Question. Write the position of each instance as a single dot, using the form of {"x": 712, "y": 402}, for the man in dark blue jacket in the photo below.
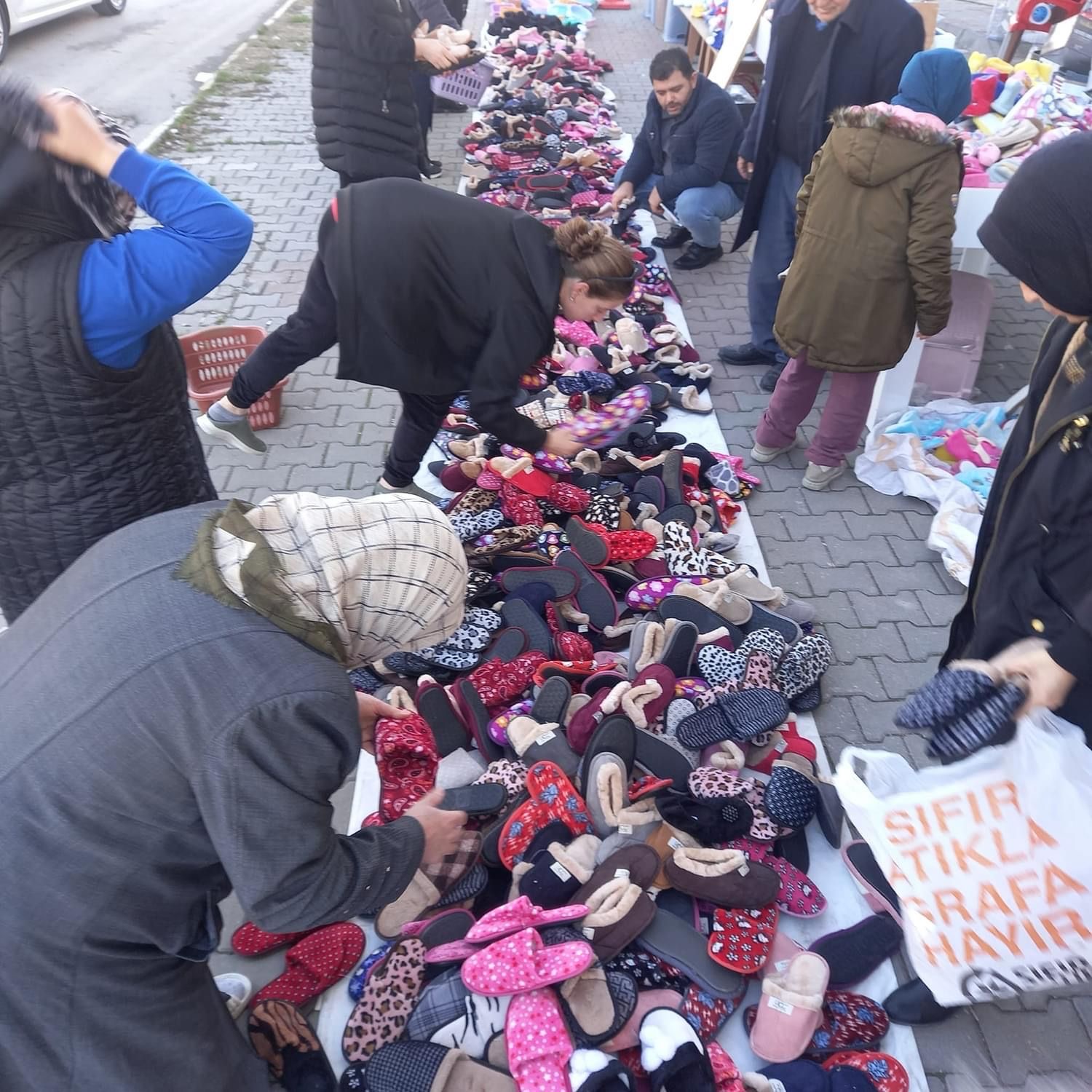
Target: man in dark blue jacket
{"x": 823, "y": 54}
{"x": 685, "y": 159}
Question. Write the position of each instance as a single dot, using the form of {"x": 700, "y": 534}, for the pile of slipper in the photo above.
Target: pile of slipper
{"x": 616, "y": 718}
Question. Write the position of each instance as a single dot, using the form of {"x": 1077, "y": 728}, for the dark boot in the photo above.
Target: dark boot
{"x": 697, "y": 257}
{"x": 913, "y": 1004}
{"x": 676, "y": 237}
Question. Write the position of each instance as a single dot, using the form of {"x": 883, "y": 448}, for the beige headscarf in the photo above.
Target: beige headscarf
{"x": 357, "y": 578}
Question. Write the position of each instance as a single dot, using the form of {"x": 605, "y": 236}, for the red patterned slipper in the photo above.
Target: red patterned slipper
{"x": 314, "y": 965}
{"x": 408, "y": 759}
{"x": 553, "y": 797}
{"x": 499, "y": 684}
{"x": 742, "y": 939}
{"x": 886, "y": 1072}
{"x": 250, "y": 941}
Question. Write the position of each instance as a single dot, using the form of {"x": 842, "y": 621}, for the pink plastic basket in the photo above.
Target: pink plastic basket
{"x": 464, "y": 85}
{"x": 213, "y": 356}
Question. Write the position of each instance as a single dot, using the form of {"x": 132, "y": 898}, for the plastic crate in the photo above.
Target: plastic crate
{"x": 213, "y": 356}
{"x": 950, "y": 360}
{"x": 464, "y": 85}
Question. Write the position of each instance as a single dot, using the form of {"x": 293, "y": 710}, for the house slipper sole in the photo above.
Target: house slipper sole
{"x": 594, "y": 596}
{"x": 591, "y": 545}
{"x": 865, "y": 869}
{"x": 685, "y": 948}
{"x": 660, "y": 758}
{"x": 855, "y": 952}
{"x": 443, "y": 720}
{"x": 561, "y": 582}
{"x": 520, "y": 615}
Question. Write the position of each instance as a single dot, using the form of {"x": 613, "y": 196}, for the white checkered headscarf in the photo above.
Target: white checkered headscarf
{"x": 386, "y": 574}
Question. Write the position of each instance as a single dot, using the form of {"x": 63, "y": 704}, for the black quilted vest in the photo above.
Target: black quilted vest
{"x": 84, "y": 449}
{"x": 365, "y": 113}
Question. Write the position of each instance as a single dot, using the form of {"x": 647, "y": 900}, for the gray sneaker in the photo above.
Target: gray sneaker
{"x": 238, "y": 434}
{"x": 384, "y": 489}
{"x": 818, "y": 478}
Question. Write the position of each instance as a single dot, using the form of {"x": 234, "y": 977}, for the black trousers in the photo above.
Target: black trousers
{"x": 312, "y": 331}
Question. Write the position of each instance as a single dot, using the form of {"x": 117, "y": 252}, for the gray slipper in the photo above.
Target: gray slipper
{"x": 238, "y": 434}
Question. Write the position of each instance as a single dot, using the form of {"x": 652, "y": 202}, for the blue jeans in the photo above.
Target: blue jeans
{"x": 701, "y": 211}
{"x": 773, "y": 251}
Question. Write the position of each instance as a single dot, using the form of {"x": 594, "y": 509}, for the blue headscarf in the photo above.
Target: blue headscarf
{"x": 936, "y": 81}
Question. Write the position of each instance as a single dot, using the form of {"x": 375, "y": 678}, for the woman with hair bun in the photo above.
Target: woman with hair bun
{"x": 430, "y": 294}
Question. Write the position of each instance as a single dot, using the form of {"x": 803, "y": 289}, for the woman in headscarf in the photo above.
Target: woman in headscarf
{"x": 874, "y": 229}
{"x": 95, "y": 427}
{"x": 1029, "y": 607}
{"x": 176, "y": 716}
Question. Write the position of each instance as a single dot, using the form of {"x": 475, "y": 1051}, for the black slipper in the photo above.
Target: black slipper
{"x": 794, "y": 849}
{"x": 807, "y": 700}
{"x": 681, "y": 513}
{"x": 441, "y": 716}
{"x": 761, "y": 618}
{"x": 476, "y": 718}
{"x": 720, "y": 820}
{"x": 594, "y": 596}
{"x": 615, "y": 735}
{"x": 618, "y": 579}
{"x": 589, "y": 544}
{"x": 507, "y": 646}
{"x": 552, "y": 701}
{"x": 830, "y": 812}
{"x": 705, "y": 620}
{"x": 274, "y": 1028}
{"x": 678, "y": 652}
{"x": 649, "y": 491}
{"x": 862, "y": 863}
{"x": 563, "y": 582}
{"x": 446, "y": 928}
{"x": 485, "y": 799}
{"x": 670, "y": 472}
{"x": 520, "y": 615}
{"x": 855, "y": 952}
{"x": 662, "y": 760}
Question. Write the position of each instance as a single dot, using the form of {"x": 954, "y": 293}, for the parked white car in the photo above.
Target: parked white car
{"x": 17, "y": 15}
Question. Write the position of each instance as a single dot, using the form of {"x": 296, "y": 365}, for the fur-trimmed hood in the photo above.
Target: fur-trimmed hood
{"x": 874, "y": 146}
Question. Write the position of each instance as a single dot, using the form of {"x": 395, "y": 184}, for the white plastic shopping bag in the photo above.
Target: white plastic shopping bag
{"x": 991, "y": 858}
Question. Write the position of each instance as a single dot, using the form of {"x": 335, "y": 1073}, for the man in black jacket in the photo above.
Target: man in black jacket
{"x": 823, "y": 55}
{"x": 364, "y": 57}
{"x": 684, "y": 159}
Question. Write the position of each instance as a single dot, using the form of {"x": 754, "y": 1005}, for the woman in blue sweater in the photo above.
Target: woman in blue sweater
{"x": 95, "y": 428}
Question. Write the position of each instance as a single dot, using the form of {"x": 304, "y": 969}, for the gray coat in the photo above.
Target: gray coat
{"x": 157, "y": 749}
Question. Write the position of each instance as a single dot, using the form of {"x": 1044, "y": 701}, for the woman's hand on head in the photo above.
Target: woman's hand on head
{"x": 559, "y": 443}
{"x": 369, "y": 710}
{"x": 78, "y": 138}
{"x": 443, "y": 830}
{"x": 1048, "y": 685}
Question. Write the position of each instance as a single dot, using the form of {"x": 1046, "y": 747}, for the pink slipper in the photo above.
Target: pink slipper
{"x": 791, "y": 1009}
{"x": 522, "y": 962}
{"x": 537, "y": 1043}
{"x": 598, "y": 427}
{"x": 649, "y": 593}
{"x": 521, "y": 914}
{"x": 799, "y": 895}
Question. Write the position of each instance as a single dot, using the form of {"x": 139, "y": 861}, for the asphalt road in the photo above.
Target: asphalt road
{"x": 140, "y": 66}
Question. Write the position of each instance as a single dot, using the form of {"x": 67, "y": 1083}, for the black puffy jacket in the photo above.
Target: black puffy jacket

**WHAT IS ASKED:**
Can you reproduce only the stretch from the line containing "road in the photo above." through the end of the records, requests included, with every coordinate in the answers multiplied by 2.2 and rounded to whole numbers, halves up? Leave the numbers in the requests and their format samples unchanged.

**RESPONSE TO THE EXERCISE:**
Question. Write the position of each instance as a single dot, using the form of {"x": 139, "y": 861}, for the asphalt road in the photo above.
Target: asphalt road
{"x": 308, "y": 145}
Question. Write the position of each instance as a single dot, using the form of {"x": 67, "y": 1083}, for the black puffy jacket in the photo above.
Target: black puffy jacket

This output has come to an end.